● **LISTED RECORDS**

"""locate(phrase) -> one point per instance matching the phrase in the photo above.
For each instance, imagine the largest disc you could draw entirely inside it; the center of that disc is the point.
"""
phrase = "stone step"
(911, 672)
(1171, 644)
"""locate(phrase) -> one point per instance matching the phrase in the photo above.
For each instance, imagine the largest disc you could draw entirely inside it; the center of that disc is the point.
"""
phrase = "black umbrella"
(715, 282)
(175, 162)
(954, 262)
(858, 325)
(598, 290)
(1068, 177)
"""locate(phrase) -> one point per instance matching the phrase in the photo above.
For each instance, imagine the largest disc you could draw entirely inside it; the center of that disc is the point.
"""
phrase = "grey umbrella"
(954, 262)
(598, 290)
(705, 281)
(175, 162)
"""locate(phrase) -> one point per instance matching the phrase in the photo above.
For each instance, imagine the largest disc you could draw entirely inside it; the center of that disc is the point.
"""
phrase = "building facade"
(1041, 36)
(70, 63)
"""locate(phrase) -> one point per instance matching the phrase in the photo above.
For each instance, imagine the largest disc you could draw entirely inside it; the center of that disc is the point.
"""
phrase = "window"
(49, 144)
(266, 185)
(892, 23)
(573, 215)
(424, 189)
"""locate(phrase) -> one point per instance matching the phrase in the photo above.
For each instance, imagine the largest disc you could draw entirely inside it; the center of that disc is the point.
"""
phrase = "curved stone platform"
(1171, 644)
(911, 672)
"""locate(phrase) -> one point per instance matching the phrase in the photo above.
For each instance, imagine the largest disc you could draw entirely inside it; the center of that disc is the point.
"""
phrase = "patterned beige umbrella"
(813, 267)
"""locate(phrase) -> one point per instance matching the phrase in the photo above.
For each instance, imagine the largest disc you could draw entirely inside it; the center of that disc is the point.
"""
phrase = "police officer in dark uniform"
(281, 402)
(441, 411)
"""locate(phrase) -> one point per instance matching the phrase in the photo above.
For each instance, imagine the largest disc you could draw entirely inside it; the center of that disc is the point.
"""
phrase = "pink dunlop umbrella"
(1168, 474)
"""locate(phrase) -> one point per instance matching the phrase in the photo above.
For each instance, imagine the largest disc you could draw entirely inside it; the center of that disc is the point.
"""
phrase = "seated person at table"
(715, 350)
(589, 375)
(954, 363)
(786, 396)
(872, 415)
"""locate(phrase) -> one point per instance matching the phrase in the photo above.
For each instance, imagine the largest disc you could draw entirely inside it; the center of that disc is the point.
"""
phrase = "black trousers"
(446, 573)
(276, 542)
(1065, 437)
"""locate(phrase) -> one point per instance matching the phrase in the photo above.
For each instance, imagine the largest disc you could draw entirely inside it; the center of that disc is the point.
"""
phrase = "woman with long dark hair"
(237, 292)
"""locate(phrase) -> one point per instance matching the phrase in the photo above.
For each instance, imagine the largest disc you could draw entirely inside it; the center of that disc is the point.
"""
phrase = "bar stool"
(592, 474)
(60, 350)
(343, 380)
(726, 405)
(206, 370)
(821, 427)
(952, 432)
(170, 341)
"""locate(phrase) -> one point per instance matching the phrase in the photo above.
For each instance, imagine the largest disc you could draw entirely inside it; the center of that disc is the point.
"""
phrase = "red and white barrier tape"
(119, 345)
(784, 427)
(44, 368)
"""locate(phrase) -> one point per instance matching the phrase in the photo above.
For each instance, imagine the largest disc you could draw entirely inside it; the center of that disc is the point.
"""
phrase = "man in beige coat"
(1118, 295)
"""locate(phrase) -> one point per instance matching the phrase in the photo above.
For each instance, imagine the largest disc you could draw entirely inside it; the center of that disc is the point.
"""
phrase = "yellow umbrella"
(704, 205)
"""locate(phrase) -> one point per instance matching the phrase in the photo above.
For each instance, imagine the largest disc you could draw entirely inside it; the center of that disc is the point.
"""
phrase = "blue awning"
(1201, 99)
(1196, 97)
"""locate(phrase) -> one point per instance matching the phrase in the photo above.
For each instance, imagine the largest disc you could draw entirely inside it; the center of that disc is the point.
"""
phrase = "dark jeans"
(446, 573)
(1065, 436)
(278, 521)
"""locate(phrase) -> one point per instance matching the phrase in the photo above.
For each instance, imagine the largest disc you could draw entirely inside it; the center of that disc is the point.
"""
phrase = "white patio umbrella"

● **TO BE DONE**
Write out the material from the first line to the last, exactly.

● **EXERCISE ANSWER**
"""locate(phrase) -> one point per instance matching the phrase in the photo above.
For each instance, imagine the largest disc you could draw entirely inside it; the center of that disc is the point.
"""
phrase = "stone step"
(911, 672)
(1171, 644)
"""locate(phrase) -> one point per instance matching the phrase in the photo above.
For each instance, imagine the largest disc you could draw entirely inside it; the center of that disc is the point.
"""
phrase = "black umbrella"
(715, 282)
(175, 162)
(954, 262)
(858, 325)
(598, 290)
(1068, 177)
"""locate(phrase) -> one point per instance matching the phrase in the photo above.
For each instance, imagine the largest disc you could draw entirely inside it; the center of that disc is the point.
"""
phrase = "grey umbrella"
(954, 262)
(598, 290)
(705, 281)
(175, 162)
"""locate(phrase) -> one point per instance matching the phrase in the photo above.
For each instance, imagine the largest disc you could draw entirely inside it; the center of that disc is the point.
"""
phrase = "building facade"
(1041, 36)
(70, 63)
"""locate(phrase) -> one point per instance matching the phrase in the photo above.
For each instance, imagine the largest disc you could draw entirely inside it; the center of that disc is the point.
"""
phrase = "window"
(49, 144)
(266, 185)
(892, 23)
(573, 215)
(424, 189)
"""locate(phrase) -> one point per instance matching the phrase in the photo above.
For each instance, imagine the largest disc you could draw entirely inside it; the center of that disc is the point.
"""
phrase = "curved stone platform"
(1171, 644)
(911, 672)
"""locate(phrase) -> one point per instance matching the phrase in the photo above.
For each instance, imagine the largest disc you could draw entirely inside it; the center of that disc is the point.
"""
phrase = "patterned beige umbrella"
(813, 267)
"""locate(phrase) -> one point per instance matching the phrase in the photo above.
For each instance, imagine the largest disc you could draw entirely inside it; the center of that disc is the point.
"""
phrase = "police officer in dark uniform"
(281, 402)
(441, 411)
"""locate(phrase) -> one point per instance matching the phrase in the photo above.
For each instance, imagine the largest disc you could draw entirely inside it; the center of that disc is the point.
"""
phrase = "pink dunlop umbrella"
(1168, 474)
"""locate(phrase) -> one point per instance matching the phrase in the photo above.
For each instance, imagine the largest disc you could draw entirely inside it; the center of that disc is the point.
"""
phrase = "seated person at table"
(715, 350)
(589, 375)
(954, 363)
(786, 396)
(872, 415)
"""locate(phrase) -> one point per instance matching the phrase in the photo above.
For each instance, imagine the largest disc you could draw entirely inside it; the center of that disc is the point.
"""
phrase = "black trousers"
(446, 573)
(276, 542)
(1065, 437)
"""locate(phrase) -> one point per instance matching the phrase in the photo above.
For each instance, imagine the largest disc you could draw entirely inside it; the center of that disc is the point.
"""
phrase = "woman with long dark hair"
(237, 292)
"""locate(phrase) -> one point per instance matching the phrase in the photo above.
For each instance, imagine the largest disc you could draw entirely inside it; the center of that disc is the point.
"""
phrase = "bar stool"
(592, 474)
(60, 350)
(343, 380)
(726, 405)
(206, 370)
(821, 427)
(952, 432)
(170, 341)
"""locate(phrase) -> one point per instance matching the phrase in the photo above.
For each instance, imagine the largest disc you could draw entirely inside it; the center of that disc is the point.
"""
phrase = "red and white barrier tape"
(119, 345)
(784, 427)
(44, 368)
"""locate(phrase) -> one point per instance matching the phrase in the photo above.
For each instance, imagine the largest disc you could draw entirely inside it; the center of that disc is the point.
"""
phrase = "man in beige coat"
(1118, 295)
"""locate(phrase) -> one point per instance matching the phrase in the photo above.
For each instance, imagine the largest disc you could draw entirely inside it; the center of that disc is the point.
"""
phrase = "yellow umbrella"
(704, 205)
"""locate(phrase) -> one point per instance matching the phrase in the photo above.
For each instance, imagine the largest disc you could draw entirely inside it; the center of that disc is the point.
"""
phrase = "blue awning"
(1201, 99)
(1196, 97)
"""locate(phrase) -> one point per instance matching the phrase in the photo above.
For each instance, imagine the largest disc you could draw entirely inside it; the center of that disc is the point.
"""
phrase = "dark jeans"
(446, 573)
(1065, 436)
(278, 521)
"""locate(phrase) -> one point per instance matching the phrase in the photo above.
For each instance, imagine the largest disc you could draw entirely inside it; the center of that disc is the point.
"""
phrase = "white patio umbrella"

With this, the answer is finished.